## The task
Leave out pictures; repeat exactly the lines from the "Can you find the shiny" line through the last of the data below.

(Named-object pointing records)

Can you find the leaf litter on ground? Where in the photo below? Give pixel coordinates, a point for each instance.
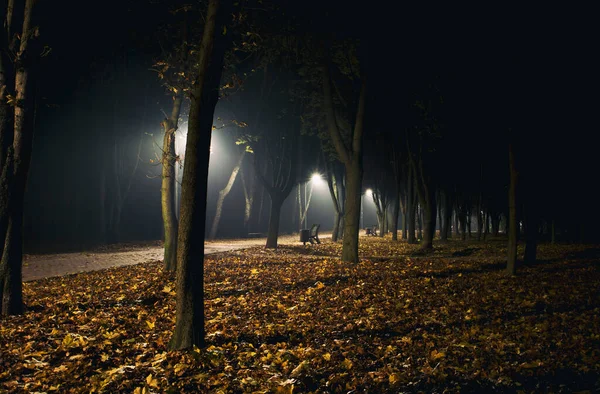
(299, 320)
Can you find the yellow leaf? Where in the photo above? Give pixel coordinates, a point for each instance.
(180, 369)
(435, 355)
(298, 370)
(151, 381)
(285, 389)
(347, 364)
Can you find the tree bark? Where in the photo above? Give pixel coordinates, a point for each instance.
(189, 325)
(272, 235)
(411, 208)
(14, 184)
(511, 265)
(352, 158)
(395, 213)
(168, 184)
(336, 198)
(223, 194)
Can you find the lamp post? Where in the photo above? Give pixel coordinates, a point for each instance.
(368, 192)
(315, 178)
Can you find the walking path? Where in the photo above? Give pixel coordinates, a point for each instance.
(49, 265)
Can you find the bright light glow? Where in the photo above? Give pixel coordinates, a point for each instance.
(316, 178)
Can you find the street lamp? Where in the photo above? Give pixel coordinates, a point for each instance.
(368, 192)
(314, 179)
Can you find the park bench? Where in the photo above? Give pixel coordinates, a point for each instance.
(311, 235)
(371, 230)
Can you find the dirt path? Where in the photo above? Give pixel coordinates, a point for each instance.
(49, 265)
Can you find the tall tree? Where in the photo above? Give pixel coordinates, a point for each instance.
(189, 325)
(224, 192)
(511, 265)
(350, 152)
(17, 102)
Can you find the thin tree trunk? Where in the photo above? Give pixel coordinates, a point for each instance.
(411, 208)
(20, 157)
(273, 233)
(189, 325)
(511, 265)
(168, 185)
(395, 213)
(249, 200)
(223, 194)
(352, 159)
(352, 211)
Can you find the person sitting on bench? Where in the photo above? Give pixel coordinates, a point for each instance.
(314, 234)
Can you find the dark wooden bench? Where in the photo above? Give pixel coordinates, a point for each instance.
(371, 230)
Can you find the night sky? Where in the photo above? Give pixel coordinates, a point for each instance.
(532, 70)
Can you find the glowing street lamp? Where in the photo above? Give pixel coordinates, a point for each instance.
(369, 193)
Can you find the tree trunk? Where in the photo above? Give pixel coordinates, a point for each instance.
(273, 233)
(511, 265)
(223, 194)
(352, 207)
(395, 213)
(352, 158)
(189, 325)
(429, 214)
(469, 216)
(495, 224)
(531, 232)
(249, 200)
(419, 222)
(167, 190)
(336, 226)
(446, 227)
(412, 209)
(14, 183)
(456, 227)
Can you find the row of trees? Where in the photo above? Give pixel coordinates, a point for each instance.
(311, 87)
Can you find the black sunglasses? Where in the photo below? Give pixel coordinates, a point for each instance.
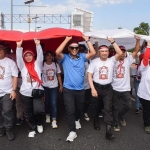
(76, 48)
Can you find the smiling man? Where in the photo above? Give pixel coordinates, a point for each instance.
(73, 87)
(8, 86)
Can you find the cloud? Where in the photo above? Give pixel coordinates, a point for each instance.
(57, 8)
(101, 2)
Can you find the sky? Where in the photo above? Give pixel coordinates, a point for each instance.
(108, 14)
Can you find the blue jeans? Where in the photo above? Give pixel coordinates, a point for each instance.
(136, 86)
(51, 95)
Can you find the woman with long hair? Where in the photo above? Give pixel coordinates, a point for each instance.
(31, 79)
(51, 77)
(144, 88)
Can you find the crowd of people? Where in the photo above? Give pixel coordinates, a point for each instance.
(96, 75)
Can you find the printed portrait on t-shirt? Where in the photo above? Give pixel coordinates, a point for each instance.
(29, 78)
(103, 73)
(50, 74)
(120, 71)
(2, 72)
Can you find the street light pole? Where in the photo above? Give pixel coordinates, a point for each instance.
(29, 19)
(35, 21)
(11, 14)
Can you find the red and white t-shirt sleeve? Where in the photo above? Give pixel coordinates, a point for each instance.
(58, 69)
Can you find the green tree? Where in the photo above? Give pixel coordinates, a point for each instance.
(143, 28)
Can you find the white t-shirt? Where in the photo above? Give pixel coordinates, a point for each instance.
(102, 70)
(49, 75)
(26, 87)
(86, 82)
(121, 74)
(144, 86)
(11, 56)
(8, 69)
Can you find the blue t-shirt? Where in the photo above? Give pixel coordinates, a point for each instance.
(74, 71)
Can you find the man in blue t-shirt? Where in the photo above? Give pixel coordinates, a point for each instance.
(73, 87)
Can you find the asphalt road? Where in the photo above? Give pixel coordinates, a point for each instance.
(131, 137)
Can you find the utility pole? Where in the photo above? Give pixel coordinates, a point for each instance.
(29, 19)
(11, 14)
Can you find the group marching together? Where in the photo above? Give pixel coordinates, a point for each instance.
(98, 76)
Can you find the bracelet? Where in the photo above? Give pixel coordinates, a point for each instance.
(14, 90)
(113, 42)
(87, 41)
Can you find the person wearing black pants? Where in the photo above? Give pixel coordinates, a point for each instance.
(100, 73)
(33, 109)
(73, 66)
(146, 113)
(144, 88)
(8, 86)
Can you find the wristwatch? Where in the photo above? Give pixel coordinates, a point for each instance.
(14, 90)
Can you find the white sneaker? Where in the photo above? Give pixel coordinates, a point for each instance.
(48, 119)
(72, 135)
(86, 117)
(40, 129)
(54, 125)
(78, 125)
(32, 134)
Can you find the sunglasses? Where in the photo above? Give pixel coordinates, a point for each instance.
(74, 48)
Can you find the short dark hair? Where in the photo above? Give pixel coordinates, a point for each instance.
(2, 47)
(103, 46)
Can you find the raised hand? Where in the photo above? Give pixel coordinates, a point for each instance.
(148, 43)
(37, 42)
(86, 38)
(19, 43)
(68, 38)
(111, 40)
(136, 37)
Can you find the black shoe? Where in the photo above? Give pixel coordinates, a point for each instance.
(140, 108)
(10, 134)
(96, 124)
(109, 135)
(19, 121)
(2, 132)
(137, 111)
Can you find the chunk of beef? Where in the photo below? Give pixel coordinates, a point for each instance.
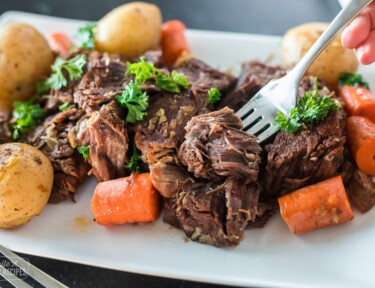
(107, 137)
(306, 157)
(361, 191)
(163, 127)
(51, 137)
(214, 146)
(103, 80)
(253, 77)
(216, 214)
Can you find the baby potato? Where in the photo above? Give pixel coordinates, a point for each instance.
(329, 64)
(130, 29)
(26, 178)
(25, 59)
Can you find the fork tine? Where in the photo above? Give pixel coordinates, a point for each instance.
(267, 133)
(14, 280)
(31, 270)
(252, 118)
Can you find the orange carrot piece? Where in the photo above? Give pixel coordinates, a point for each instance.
(358, 101)
(131, 199)
(60, 43)
(316, 206)
(361, 141)
(173, 41)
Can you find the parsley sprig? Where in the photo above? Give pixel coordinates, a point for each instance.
(142, 70)
(85, 36)
(135, 101)
(355, 80)
(62, 72)
(214, 95)
(84, 150)
(171, 83)
(310, 109)
(26, 115)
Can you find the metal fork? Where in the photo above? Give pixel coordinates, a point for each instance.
(259, 113)
(27, 269)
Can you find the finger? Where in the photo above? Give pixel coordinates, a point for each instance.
(366, 51)
(357, 31)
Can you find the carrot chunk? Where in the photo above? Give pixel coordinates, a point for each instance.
(60, 43)
(131, 199)
(358, 101)
(173, 41)
(316, 206)
(361, 141)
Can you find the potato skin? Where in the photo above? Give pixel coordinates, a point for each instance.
(130, 29)
(329, 64)
(26, 178)
(25, 59)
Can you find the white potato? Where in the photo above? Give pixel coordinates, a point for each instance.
(26, 58)
(26, 178)
(130, 29)
(329, 64)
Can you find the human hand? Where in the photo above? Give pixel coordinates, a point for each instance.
(360, 35)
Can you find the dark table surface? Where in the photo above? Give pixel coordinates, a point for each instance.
(272, 17)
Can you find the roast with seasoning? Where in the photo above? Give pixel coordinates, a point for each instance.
(157, 129)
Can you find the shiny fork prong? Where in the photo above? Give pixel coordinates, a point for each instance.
(252, 119)
(266, 134)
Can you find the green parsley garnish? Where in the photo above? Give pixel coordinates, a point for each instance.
(172, 82)
(65, 106)
(85, 36)
(310, 109)
(142, 70)
(73, 69)
(135, 101)
(355, 80)
(135, 161)
(213, 95)
(84, 150)
(25, 114)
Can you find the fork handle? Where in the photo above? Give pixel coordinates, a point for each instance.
(344, 17)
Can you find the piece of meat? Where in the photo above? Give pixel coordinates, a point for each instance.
(104, 79)
(105, 134)
(51, 137)
(305, 157)
(253, 77)
(217, 214)
(215, 147)
(163, 127)
(361, 191)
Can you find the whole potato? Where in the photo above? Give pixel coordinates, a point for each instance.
(329, 64)
(25, 59)
(26, 178)
(130, 29)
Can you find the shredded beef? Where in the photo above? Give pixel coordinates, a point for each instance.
(361, 191)
(105, 134)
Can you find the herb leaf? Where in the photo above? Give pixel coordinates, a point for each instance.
(84, 150)
(85, 36)
(65, 106)
(355, 80)
(142, 70)
(25, 114)
(72, 67)
(135, 161)
(214, 95)
(311, 108)
(135, 101)
(172, 82)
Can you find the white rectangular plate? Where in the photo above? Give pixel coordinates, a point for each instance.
(340, 256)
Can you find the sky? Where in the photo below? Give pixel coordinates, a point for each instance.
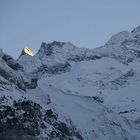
(85, 23)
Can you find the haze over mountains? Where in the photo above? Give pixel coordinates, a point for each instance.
(68, 93)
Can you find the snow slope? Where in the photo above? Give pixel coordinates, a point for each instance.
(73, 93)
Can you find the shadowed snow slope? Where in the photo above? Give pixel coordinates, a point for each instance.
(68, 93)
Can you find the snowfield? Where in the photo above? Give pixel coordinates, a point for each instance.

## Correct response
Can you find the shiny fork prong? Where in the photo above? Give pixel coordinates, a point for each instance.
(252, 119)
(266, 134)
Can you find the green parsley garnish? Where in the photo above? Give pixel coordinates, a point for each instance.
(172, 82)
(65, 106)
(85, 36)
(310, 109)
(142, 70)
(73, 69)
(135, 101)
(355, 80)
(135, 161)
(213, 95)
(84, 150)
(25, 114)
Can you find the fork handle? Where in the photo above? Give pixel coordinates, a point for each instance.
(344, 17)
Can you find the piece of meat? Where in the photo above? Give pixel coordinates, a point for each instance.
(104, 79)
(105, 134)
(51, 137)
(305, 157)
(253, 77)
(217, 214)
(215, 147)
(163, 127)
(361, 191)
Can you find the whole potato? Where in the photo above? Give pixel coordinates, a point for each instance.
(329, 64)
(25, 59)
(26, 178)
(130, 29)
Can you find the shredded beef? Where in the photo above? Give pixel coordinates, a point for each instance.
(361, 191)
(105, 134)
Can you find the herb leaf? Where in the photo above? Give pixel coordinates, a point for each instance.
(84, 150)
(85, 36)
(65, 106)
(355, 80)
(142, 70)
(25, 114)
(72, 67)
(135, 161)
(214, 95)
(311, 108)
(135, 101)
(172, 82)
Can you find the white rectangular plate? Where in the photo above? Give pixel coordinates, a point for each instance.
(340, 256)
Can you find the sky? Where in the photo below? Give pixel coordinates, a point for each instance.
(85, 23)
Can you find the haze over mountains? Where in the photo above? Give pixel coordinates, a point for each instance.
(68, 93)
Can you find the snow slope? Where in the photo above? Give pixel coordinates, a point for each instance.
(73, 93)
Can you find the shadowed snow slope? Where in the photo above? Give pixel coordinates, a point for each instance.
(68, 93)
Can you find the snowfield? Where in the photo above? Give pixel coordinates, a point for each instance.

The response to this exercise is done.